--- start Extracted text ---
Image Processing Pipeline

Complete Image Processing Workflow Input Image Preprocessing Resize, Denoise Filtering Blur, Sharpen Edge Detection Canny, Sobel Morphology Erosion, Dilation Common Filters: Gaussian Blur - Smooth Median Blur - Denoise Bilateral - Edge Preserve Edge Detectors: Canny Sobel Laplacian Scharr Morphological Operations: Erosion Dilation Opening Closing Gradient

Lesson 3.1: Image Smoothing & Blurring

Blurring removes noise and detail from images. Different blur techniques serve different purposes.

import cv2
import numpy as np

img = cv2.imread('noisy_image.jpg')

# 1. Gaussian Blur - Most commonly used, good for general smoothing
#    Uses weighted average, smoother result
gaussian = cv2.GaussianBlur(img, (5, 5), 0)
# Kernel size must be odd: (3,3), (5,5), (7,7), etc.
# Larger kernel = more blur

# 2. Median Blur - Excellent for salt-and-pepper noise
#    Replaces pixel with median of neighborhood
median = cv2.medianBlur(img, 5)
# Single number for kernel size (not tuple)

# 3. Bilateral Filter - Preserves edges while smoothing
#    Considers both spatial and intensity differences
bilateral = cv2.bilateralFilter(img, 9, 75, 75)
# Parameters: diameter, sigmaColor, sigmaSpace

# 4. Average Blur - Simple averaging
average = cv2.blur(img, (5, 5))

# Compare results
cv2.imshow('Original', img)
cv2.imshow('Gaussian Blur', gaussian)
cv2.imshow('Median Blur', median)
cv2.imshow('Bilateral Filter', bilateral)
cv2.imshow('Average Blur', average)

cv2.waitKey(0)
cv2.destroyAllWindows()
When to use which blur:
• Gaussian: General noise reduction, preprocessing
• Median: Salt-and-pepper noise removal
• Bilateral: Smoothing while keeping sharp edges (great for portraits)
• Average: Quick and simple, but less effective

Lesson 3.2: Edge Detection - Canny Algorithm

Edge detection identifies boundaries and significant transitions in images. Canny is the most popular edge detector.

import cv2
import numpy as np

img = cv2.imread('building.jpg')
gray = cv2.cvtColor(img, cv2.COLOR_BGR2GRAY)

# Apply Gaussian blur first (reduces noise-induced false edges)
blurred = cv2.GaussianBlur(gray, (5, 5), 0)
--- end Extracted text ---
--- start Task material ---
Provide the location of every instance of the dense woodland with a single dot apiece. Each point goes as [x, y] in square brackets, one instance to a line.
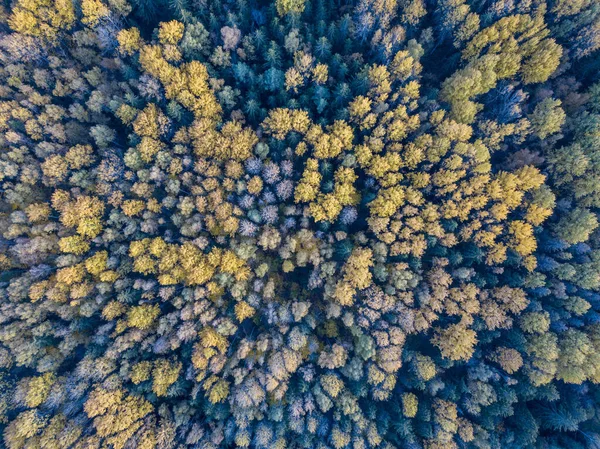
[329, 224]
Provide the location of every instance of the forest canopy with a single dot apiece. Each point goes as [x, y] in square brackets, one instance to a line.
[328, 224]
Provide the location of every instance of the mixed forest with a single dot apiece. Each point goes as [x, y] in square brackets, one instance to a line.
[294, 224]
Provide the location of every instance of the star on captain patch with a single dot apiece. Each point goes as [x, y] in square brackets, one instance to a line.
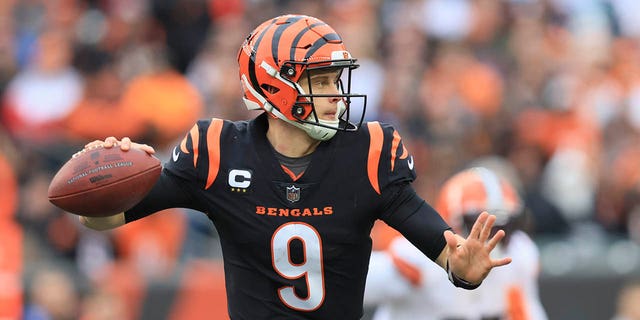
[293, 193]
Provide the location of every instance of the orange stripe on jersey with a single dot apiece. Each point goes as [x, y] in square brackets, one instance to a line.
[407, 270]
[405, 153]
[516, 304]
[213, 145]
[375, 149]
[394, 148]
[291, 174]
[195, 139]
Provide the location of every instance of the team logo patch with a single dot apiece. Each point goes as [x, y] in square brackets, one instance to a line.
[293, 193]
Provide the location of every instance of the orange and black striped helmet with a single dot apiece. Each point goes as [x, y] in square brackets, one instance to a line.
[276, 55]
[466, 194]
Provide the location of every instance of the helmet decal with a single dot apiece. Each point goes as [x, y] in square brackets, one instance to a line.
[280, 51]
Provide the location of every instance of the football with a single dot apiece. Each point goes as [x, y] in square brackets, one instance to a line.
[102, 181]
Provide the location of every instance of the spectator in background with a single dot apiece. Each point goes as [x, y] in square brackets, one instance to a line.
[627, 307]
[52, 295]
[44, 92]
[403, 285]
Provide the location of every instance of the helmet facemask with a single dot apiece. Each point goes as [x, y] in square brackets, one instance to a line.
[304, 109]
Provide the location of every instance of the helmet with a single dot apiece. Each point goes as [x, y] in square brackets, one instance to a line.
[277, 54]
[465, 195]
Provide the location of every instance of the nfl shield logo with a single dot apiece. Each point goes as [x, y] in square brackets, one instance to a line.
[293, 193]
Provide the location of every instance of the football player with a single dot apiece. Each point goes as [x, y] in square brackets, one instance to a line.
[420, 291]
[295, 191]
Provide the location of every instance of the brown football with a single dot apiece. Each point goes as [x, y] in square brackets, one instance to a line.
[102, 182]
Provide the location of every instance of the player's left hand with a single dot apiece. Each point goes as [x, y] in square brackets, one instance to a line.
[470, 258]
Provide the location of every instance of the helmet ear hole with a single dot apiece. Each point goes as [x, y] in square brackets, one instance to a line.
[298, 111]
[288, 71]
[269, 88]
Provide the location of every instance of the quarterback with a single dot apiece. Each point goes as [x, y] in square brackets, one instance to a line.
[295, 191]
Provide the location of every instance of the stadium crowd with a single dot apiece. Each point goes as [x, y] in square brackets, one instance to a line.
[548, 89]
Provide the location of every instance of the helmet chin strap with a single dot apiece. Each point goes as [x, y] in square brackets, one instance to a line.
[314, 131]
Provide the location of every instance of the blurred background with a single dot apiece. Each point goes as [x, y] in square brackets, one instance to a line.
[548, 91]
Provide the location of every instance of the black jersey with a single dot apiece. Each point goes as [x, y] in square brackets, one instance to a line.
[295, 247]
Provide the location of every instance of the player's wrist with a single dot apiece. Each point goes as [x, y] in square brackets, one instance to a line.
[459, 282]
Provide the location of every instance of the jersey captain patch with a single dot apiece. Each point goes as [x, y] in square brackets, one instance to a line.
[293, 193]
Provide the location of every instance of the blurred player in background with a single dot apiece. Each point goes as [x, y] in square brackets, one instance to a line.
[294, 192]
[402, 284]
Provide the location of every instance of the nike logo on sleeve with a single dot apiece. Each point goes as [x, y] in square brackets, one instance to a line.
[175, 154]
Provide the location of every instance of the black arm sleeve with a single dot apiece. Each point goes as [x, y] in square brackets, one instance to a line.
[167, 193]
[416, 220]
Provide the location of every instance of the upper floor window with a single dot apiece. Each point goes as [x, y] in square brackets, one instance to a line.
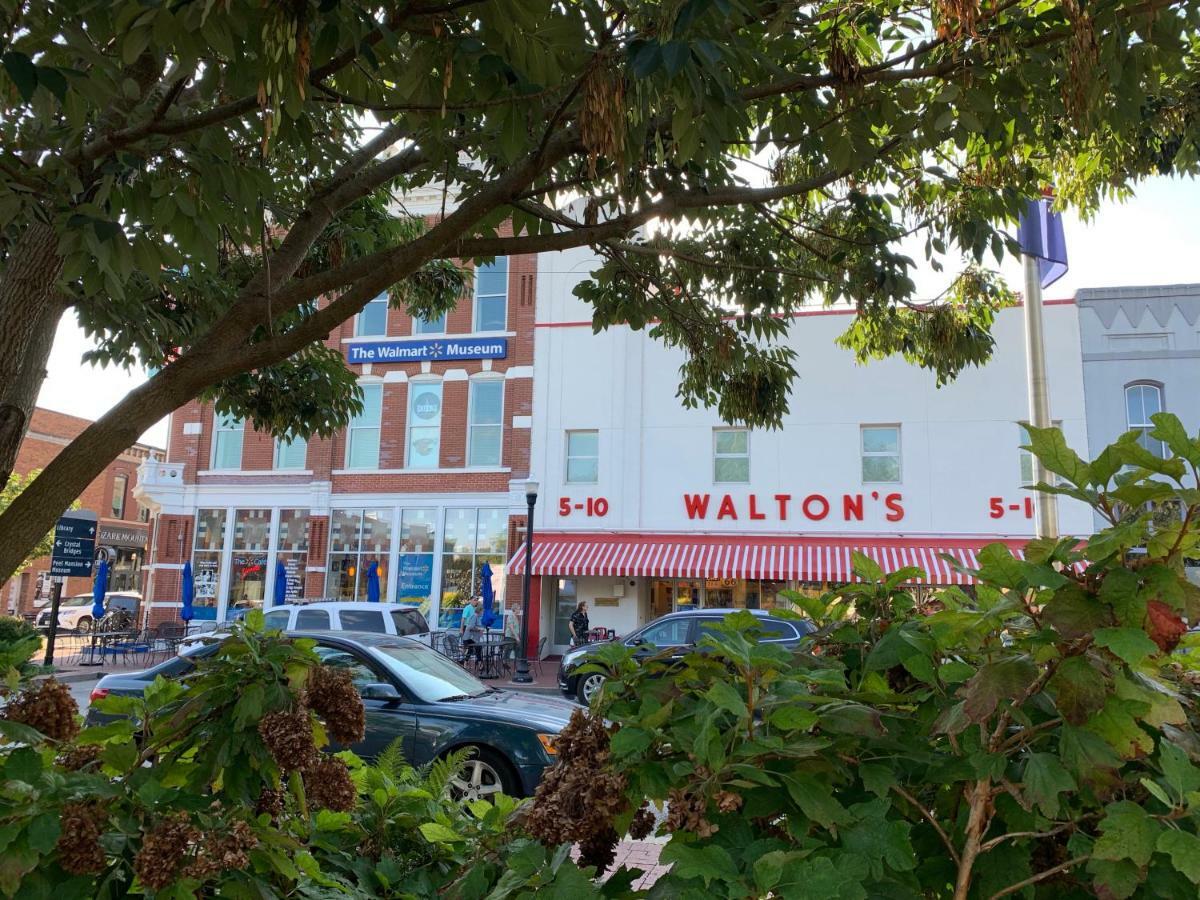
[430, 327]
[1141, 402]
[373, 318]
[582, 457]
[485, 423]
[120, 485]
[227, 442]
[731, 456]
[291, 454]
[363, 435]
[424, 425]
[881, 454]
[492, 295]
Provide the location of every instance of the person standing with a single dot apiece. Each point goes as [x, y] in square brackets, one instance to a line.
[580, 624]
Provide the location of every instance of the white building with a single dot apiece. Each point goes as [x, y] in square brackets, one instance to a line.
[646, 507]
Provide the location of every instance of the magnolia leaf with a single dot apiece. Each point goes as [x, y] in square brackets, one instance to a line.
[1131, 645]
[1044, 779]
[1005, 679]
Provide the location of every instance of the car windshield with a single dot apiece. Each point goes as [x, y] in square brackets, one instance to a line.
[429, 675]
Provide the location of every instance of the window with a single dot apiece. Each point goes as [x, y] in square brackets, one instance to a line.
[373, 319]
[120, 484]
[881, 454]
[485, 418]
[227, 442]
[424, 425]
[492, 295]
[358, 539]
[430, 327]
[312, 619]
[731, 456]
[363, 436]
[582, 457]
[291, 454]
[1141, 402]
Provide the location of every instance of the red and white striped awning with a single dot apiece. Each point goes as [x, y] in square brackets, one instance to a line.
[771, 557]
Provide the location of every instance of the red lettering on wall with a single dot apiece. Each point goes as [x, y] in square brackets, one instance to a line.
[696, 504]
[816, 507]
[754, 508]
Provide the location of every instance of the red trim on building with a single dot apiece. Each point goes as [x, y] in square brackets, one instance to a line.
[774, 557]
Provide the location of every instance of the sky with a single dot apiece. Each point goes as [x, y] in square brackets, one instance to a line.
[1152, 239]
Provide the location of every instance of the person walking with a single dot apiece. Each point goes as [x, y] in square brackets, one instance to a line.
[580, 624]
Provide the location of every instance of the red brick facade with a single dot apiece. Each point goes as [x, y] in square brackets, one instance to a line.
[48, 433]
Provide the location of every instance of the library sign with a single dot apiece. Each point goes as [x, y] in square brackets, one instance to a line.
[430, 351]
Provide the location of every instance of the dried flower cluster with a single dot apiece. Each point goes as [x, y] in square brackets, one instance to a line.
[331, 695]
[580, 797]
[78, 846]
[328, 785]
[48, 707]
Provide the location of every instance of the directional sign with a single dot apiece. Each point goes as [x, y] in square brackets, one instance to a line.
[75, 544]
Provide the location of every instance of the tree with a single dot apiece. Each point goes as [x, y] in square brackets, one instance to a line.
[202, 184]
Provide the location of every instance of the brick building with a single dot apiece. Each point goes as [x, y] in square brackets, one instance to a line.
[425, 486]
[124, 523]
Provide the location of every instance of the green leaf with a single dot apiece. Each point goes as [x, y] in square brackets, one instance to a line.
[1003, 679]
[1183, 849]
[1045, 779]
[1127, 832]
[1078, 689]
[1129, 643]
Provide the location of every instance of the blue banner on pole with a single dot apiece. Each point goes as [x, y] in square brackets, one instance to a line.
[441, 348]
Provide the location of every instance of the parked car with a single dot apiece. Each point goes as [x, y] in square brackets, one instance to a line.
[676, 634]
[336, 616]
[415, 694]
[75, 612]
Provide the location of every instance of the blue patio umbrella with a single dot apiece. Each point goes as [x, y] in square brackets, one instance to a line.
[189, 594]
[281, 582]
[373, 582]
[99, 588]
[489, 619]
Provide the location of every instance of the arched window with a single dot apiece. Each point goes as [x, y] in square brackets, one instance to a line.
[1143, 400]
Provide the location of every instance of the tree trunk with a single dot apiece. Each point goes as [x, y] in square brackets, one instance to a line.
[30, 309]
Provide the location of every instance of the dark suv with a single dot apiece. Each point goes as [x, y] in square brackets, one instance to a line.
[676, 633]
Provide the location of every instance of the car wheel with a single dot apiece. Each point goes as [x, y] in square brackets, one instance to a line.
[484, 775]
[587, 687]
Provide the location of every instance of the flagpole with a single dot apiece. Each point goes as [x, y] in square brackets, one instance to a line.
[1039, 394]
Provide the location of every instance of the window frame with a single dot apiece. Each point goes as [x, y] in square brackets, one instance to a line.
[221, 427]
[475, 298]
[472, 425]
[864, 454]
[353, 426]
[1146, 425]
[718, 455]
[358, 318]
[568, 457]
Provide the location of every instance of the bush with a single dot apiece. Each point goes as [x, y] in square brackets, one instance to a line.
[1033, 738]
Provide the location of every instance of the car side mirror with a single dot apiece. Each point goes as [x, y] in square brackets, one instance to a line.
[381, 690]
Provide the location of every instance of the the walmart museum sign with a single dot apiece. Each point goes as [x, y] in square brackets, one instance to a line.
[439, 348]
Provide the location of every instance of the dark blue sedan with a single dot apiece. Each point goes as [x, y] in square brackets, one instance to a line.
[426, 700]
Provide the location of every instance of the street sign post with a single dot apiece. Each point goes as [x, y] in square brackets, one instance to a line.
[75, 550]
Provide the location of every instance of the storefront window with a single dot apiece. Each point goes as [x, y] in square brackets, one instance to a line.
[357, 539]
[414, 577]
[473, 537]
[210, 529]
--- end Task material ---
■ Challenges:
a. Reproduce the passage of the image processing tutorial that begins with "cv2.imshow('Average Blur', average)" and ends after "(great for portraits)".
b. Write out the lines of the records from the one that contains "Provide the location of every instance of the flagpole" through the one that contains "[1039, 394]", and nothing else.

■ Answers:
a.
cv2.imshow('Average Blur', average)

cv2.waitKey(0)
cv2.destroyAllWindows()
When to use which blur:
• Gaussian: General noise reduction, preprocessing
• Median: Salt-and-pepper noise removal
• Bilateral: Smoothing while keeping sharp edges (great for portraits)

b.
Provide the location of every instance of the flagpole with a single dot apiece. Each point goes as [x, y] in square brackets, one instance to a line.
[1039, 394]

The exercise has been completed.